_EXERCISE DATA:_
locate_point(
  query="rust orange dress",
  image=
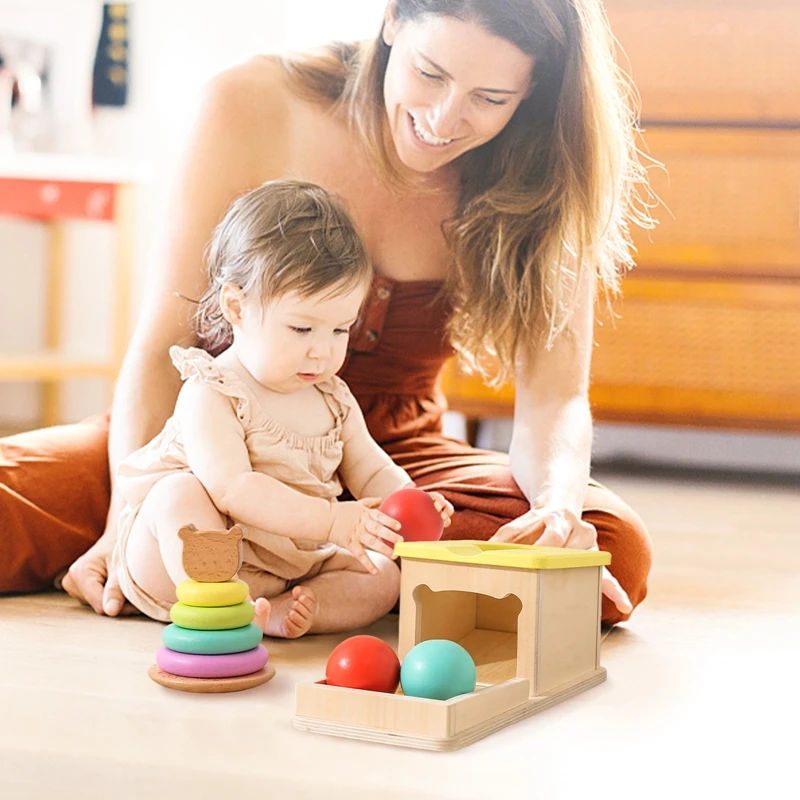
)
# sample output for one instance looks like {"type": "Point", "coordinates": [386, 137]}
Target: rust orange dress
{"type": "Point", "coordinates": [54, 483]}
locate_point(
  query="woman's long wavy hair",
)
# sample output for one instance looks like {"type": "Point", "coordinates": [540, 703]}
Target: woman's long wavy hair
{"type": "Point", "coordinates": [546, 204]}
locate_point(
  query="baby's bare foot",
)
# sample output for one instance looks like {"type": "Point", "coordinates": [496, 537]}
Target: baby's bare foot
{"type": "Point", "coordinates": [300, 609]}
{"type": "Point", "coordinates": [263, 610]}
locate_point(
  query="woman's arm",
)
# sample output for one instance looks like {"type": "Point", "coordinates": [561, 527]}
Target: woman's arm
{"type": "Point", "coordinates": [235, 144]}
{"type": "Point", "coordinates": [551, 442]}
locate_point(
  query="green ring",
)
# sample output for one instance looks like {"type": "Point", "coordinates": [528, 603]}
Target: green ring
{"type": "Point", "coordinates": [211, 643]}
{"type": "Point", "coordinates": [212, 619]}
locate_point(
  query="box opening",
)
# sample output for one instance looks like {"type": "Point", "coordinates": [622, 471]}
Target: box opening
{"type": "Point", "coordinates": [486, 627]}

_TASK TO COMPLETE:_
How many lines in the data above hold the word "like"? Answer with the number alone.

_OUTPUT:_
6